Would you quote every entry exactly, dropping only the pictures?

[Point-based annotation data]
--- start ---

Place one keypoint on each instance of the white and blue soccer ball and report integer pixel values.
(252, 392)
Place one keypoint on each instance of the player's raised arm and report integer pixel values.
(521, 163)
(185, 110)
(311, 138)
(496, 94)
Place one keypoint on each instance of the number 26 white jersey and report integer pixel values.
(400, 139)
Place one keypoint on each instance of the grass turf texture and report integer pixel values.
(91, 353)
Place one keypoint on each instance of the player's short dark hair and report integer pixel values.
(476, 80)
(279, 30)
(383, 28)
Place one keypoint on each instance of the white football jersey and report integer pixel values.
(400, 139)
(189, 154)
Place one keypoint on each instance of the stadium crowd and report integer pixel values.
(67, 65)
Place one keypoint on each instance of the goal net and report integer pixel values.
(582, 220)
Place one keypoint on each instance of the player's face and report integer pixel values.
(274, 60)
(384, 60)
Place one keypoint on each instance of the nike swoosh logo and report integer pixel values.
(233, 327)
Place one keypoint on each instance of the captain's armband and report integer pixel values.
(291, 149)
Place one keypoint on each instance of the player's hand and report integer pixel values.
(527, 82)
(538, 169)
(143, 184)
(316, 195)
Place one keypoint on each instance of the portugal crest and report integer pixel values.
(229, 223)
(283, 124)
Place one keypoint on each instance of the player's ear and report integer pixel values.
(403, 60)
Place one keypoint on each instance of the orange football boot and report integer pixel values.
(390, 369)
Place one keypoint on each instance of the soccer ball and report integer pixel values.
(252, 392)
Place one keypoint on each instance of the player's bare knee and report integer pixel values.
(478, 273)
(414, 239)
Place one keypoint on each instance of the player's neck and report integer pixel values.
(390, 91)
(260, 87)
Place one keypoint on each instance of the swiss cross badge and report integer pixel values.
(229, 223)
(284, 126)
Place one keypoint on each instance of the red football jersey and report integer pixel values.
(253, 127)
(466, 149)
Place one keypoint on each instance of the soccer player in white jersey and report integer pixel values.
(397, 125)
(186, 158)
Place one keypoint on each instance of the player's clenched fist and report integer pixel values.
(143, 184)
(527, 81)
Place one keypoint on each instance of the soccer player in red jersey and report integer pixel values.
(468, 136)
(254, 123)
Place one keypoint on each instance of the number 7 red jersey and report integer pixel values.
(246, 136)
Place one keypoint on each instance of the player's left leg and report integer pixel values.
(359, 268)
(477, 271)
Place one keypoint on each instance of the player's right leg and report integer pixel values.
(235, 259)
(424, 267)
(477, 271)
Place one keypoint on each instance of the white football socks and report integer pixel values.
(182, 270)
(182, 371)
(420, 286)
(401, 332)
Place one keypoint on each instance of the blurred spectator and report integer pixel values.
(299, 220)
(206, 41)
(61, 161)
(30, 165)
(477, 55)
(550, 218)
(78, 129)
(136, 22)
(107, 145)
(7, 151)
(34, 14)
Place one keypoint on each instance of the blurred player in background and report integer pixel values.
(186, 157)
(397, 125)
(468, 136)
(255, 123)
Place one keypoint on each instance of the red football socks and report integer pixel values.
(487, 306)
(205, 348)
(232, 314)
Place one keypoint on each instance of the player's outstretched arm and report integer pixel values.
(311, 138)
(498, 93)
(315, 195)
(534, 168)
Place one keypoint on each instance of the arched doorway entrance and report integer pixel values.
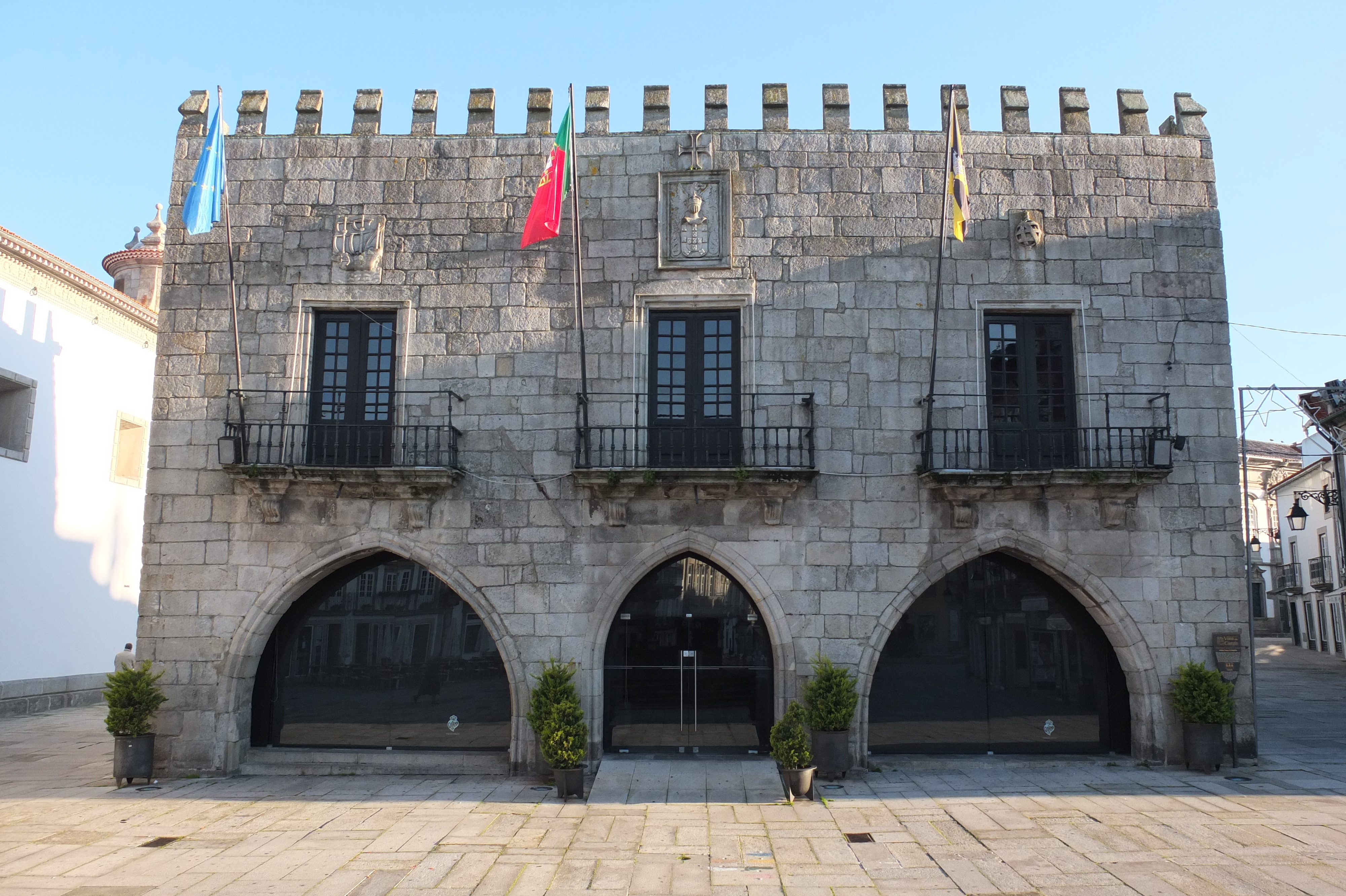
(382, 655)
(687, 665)
(998, 657)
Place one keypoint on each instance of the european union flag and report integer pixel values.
(203, 207)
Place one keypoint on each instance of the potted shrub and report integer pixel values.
(791, 749)
(558, 719)
(830, 702)
(133, 695)
(1203, 702)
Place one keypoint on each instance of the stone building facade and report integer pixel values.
(826, 488)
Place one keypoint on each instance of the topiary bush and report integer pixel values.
(565, 737)
(133, 695)
(557, 716)
(789, 742)
(1201, 696)
(830, 698)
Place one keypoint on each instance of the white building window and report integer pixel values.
(18, 399)
(129, 451)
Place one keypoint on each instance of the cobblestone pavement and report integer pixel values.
(963, 825)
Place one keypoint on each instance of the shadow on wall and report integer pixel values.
(59, 621)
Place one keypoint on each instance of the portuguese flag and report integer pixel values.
(544, 219)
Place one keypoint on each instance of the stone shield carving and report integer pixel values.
(695, 220)
(359, 243)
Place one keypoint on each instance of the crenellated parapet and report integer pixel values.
(1133, 111)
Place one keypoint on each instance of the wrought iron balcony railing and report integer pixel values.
(1134, 434)
(1321, 574)
(752, 430)
(1286, 578)
(340, 428)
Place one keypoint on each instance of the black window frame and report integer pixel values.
(1044, 433)
(683, 434)
(351, 422)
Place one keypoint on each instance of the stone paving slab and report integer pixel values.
(1049, 827)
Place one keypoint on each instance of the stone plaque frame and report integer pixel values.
(676, 189)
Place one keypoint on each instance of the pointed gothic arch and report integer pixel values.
(633, 572)
(246, 649)
(1102, 605)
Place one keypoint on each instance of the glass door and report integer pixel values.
(688, 665)
(351, 414)
(694, 404)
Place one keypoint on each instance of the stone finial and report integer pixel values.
(1075, 111)
(539, 112)
(717, 107)
(1014, 110)
(157, 229)
(193, 111)
(425, 114)
(896, 107)
(598, 106)
(837, 107)
(309, 112)
(776, 107)
(656, 108)
(252, 114)
(369, 112)
(959, 94)
(1188, 116)
(1133, 112)
(481, 111)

--- end ---

Finished task ->
Place one keypoint on each instance of the white and blue soccer ball and report integer pixel values.
(252, 392)
Place one keypoint on each instance of the player's raised arm and report integer pixel values.
(521, 163)
(185, 110)
(311, 138)
(496, 94)
Place one keypoint on each instance of the number 26 white jersey and report integer pixel values.
(400, 139)
Place one keypoint on each instance of the grass turf texture and report integer pixel values.
(91, 353)
Place one keypoint on each instance of the player's short dark hair and report integer pixel values.
(476, 80)
(279, 30)
(383, 28)
Place one keypoint on each instance of the white football jersey and report integer pixel values.
(400, 139)
(189, 154)
Place one keypoint on each instance of the stadium crowd and report integer pixel values.
(67, 65)
Place one keypoint on each instance of the goal net and report integer pixel values.
(582, 220)
Place one keypoint on each instance of the player's face and report integer pixel values.
(274, 60)
(384, 60)
Place one keypoint on each instance of the nike swoosh logo and report integer pixel values.
(233, 327)
Place one keypoint on each instance of the captain's armband and report integer pixel values.
(291, 149)
Place one keypoint on each instance of the player's hand and report integer pixel values.
(527, 82)
(538, 169)
(143, 184)
(316, 195)
Place one keypoint on each instance of the portugal crest and report integer pixel values.
(229, 223)
(283, 124)
Place one keypoint on each instance of the player's ear and report integer pixel values.
(403, 60)
Place one keypoint on each instance of the orange football boot and report integer pixel values.
(390, 369)
Place one keypoint on each instance of the soccer ball and report integer pixel values.
(252, 392)
Place one keypoint on each instance of the player's bare knee and report integer pixel values.
(478, 273)
(414, 239)
Place one keypoint on each instance of the player's neck and report integer pixel values.
(390, 91)
(260, 87)
Place one keypoint on each instance of the swiss cross badge and report integer pixel values.
(229, 223)
(284, 126)
Place one keypoint on each instance of the red football jersey and report integer pixel values.
(253, 127)
(466, 149)
Place one keypoint on each instance of the soccer player in white jersey and report integer pixel values.
(397, 125)
(186, 158)
Place one keypoint on each instance of the player's clenched fist and report integer pixel values.
(143, 184)
(527, 81)
Place one keypoint on each instance of the soccer player in red jersey and report integer pixel values.
(468, 136)
(254, 123)
Place one keypoint on each instance of the number 7 red jersey and report integer pixel values.
(246, 136)
Place one keypoint on each instance of the player's left leg and report integer pixel values.
(359, 268)
(477, 271)
Place one keypoint on each instance of the player's right leg and report integer pixel values.
(235, 259)
(424, 267)
(477, 271)
Place one keypoint on each instance of the white football socks and report integer pixel values.
(182, 270)
(182, 371)
(420, 286)
(401, 332)
Place one keypoint on each instance of the blurred spectator and report integer pixel values.
(299, 220)
(206, 41)
(61, 161)
(30, 165)
(477, 55)
(550, 218)
(78, 129)
(136, 22)
(107, 145)
(7, 151)
(34, 14)
Place one keypoint on each instance of the blurred player in background and report integer pixel values.
(186, 157)
(397, 125)
(468, 136)
(255, 123)
Place one keypoint on each instance of the red football socks and report integer pixel values.
(487, 306)
(205, 348)
(232, 314)
Place one keypoint on each instance of the player's outstretched arm and report integer pixel values.
(311, 138)
(498, 93)
(315, 195)
(534, 168)
Place one keypoint on each instance of the arched doorway entrance and report integer pixel values.
(382, 655)
(687, 665)
(998, 657)
Place one keypoint on each instance of the european union flag and report integer pixel values.
(203, 207)
Place one keypoint on each instance of the potted shrub and report integer pixel values.
(791, 749)
(558, 719)
(830, 702)
(133, 695)
(1203, 702)
Place one keypoint on each instance of the stone building facade and report integer pixel values.
(826, 488)
Place one keypoint on each instance of the topiary bush and report integer pixel values.
(565, 737)
(133, 695)
(557, 716)
(789, 742)
(1201, 696)
(830, 698)
Place one keypoint on each instance of the white building window and report integer pixel values.
(18, 399)
(129, 451)
Place one keypoint on each instance of the cobblestone pavement and report integer pixel values.
(963, 825)
Place one keypoint on each instance of the shadow on wall and report integer pixel values.
(59, 621)
Place one keypoint on each instance of the portuguese flag and report integer pixel values.
(544, 219)
Place one keypoint on each instance of the stone shield carving and report integer pixel values.
(695, 220)
(359, 243)
Place one keypoint on each instance of the crenellated parapet and report integer pixel values.
(1133, 111)
Place one keypoint on each instance of the wrought iron balcony railing and report integer pixel values.
(1134, 434)
(1321, 574)
(752, 430)
(1286, 578)
(340, 428)
Place one keypoint on each instance of the black window frame and report integer pixel values.
(1044, 433)
(683, 434)
(351, 422)
Place one keypoint on each instance of the stone paving slab and report integer pixel values.
(1049, 827)
Place one keypoint on each instance of the stone plaque frame and report integer pixel values.
(676, 189)
Place one keypoint on each instance of the pointed gothic arch and report integer pixel values.
(633, 572)
(246, 649)
(1102, 605)
Place one keypoint on each instance of the glass door and report integer pixel values.
(688, 665)
(351, 414)
(694, 404)
Place one keypoint on each instance of the stone finial and report integer pixel values.
(1075, 111)
(539, 112)
(717, 107)
(1014, 110)
(157, 229)
(193, 111)
(425, 114)
(896, 107)
(598, 106)
(837, 107)
(309, 112)
(776, 107)
(656, 108)
(252, 114)
(369, 112)
(959, 94)
(1188, 116)
(1133, 112)
(481, 111)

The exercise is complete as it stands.